A light drizzle fell on Bob Wolfe as he stood outside a citadel of the Portland establishment like the lupine nemesis in the story of the Three Little Pigs.
Wolfe was rattling the doors of the Portland City Club's luncheon debate Oct. 26 at the Governor Hotel between Secretary of State Kate Brown and her Republican challenger, Dr. Knute Buehler. Wolfe is also on the ballot as the Progressive Party's candidate. But no matter how loud he knocked, the City Club would not let him in.
City Club officials denied Wolfe access because (as they said in an Oct. 17 email to him) he isn't a "viable candidate."
Wolfe won't win, but his only goal is defeating Brown, whom he accuses of suppressing Oregon voters by routinely invalidating tens of thousands of petition signatures.
He barreled into the secretary of state's race late, on Aug. 28, after Brown's office said a measure to legalize marijuana, for which he was chief petitioner, didn't qualify for the November ballot. He now wants to draw votes away from Brown using the potency of Oregon's marijuana legalization supporters.
In the May primary, Wolfe helped raise $200,000 in national marijuana money for now-Attorney General Ellen Rosenblum (who's married to WW publisher Richard Meeker). He spent another $50,000 on radio ads bashing her opponent, Dwight Holton, who as U.S. attorney for Oregon targeted medical marijuana clinics.

Data for analysis
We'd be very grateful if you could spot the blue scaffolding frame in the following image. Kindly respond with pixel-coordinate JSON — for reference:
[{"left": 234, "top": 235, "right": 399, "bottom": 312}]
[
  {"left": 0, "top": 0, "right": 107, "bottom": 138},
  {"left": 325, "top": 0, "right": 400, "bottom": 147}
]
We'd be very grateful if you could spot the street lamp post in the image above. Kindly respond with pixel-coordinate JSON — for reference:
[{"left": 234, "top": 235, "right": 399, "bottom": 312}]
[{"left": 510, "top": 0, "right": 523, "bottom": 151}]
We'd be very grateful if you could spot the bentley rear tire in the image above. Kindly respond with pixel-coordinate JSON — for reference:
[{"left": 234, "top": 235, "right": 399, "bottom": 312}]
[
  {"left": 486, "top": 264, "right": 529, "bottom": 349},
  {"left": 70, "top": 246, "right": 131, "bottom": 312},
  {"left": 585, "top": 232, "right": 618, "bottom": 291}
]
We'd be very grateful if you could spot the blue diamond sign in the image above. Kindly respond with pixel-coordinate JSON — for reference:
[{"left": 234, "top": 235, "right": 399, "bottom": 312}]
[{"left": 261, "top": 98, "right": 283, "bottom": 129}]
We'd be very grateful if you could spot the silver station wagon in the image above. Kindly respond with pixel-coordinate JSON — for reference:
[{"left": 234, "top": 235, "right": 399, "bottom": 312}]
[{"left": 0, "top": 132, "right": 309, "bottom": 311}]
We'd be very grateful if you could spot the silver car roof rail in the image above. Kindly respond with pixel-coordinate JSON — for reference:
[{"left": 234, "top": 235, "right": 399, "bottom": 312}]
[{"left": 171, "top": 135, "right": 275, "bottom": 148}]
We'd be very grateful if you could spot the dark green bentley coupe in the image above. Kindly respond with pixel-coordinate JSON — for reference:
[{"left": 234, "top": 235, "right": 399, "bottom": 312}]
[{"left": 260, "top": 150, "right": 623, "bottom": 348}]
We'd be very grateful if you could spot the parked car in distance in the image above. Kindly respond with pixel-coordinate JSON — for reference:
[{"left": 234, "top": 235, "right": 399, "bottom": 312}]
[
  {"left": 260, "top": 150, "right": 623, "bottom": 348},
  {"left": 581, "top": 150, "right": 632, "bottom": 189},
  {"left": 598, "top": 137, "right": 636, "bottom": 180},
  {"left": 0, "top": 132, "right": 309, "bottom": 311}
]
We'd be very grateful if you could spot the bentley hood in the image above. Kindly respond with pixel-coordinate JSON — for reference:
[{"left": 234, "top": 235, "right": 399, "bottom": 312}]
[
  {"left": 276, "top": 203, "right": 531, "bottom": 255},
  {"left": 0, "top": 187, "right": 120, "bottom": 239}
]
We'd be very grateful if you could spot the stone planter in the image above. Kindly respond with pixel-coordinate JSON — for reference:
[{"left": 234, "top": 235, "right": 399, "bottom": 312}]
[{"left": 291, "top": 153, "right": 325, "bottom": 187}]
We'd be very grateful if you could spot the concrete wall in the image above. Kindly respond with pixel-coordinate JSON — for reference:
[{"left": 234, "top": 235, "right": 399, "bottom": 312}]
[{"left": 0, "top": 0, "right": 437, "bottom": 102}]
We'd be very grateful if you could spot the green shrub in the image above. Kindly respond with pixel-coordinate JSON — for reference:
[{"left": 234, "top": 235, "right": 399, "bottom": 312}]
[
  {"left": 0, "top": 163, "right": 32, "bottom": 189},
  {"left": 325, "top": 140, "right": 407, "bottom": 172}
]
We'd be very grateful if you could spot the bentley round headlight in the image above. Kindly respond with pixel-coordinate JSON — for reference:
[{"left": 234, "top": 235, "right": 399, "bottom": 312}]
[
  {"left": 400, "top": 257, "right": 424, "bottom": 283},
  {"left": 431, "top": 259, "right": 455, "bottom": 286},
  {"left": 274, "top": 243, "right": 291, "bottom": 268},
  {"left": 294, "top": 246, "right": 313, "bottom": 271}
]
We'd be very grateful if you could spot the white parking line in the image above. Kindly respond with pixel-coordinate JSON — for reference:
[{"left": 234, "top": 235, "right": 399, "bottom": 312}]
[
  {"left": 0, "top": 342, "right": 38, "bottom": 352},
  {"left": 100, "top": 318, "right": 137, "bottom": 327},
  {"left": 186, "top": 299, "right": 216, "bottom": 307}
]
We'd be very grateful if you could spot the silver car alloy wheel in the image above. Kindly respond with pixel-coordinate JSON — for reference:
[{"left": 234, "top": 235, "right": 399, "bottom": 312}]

Work instructions
(a) Using the article on Bob Wolfe, decide whether each statement agrees with it: (i) the City Club let Wolfe into the debate once he knocked; (ii) Wolfe entered the secretary of state's race on Aug. 28; (iii) Wolfe spent $50,000 on radio ads against Dwight Holton. Answer yes or no for each, quoting the deciding words.
(b) Reproduce the article on Bob Wolfe between "Wolfe won't win, but" and "medical marijuana clinics.", inclusive.

Solutions by task
(a)
(i) No: "But no matter how loud he knocked, the City Club would not let him in."
(ii) Yes: "He barreled into the secretary of state's race late, on Aug. 28"
(iii) Yes: "He spent another $50,000 on radio ads bashing her opponent, Dwight Holton"

(b)
Wolfe won't win, but his only goal is defeating Brown, whom he accuses of suppressing Oregon voters by routinely invalidating tens of thousands of petition signatures.
He barreled into the secretary of state's race late, on Aug. 28, after Brown's office said a measure to legalize marijuana, for which he was chief petitioner, didn't qualify for the November ballot. He now wants to draw votes away from Brown using the potency of Oregon's marijuana legalization supporters.
In the May primary, Wolfe helped raise $200,000 in national marijuana money for now-Attorney General Ellen Rosenblum (who's married to WW publisher Richard Meeker). He spent another $50,000 on radio ads bashing her opponent, Dwight Holton, who as U.S. attorney for Oregon targeted medical marijuana clinics.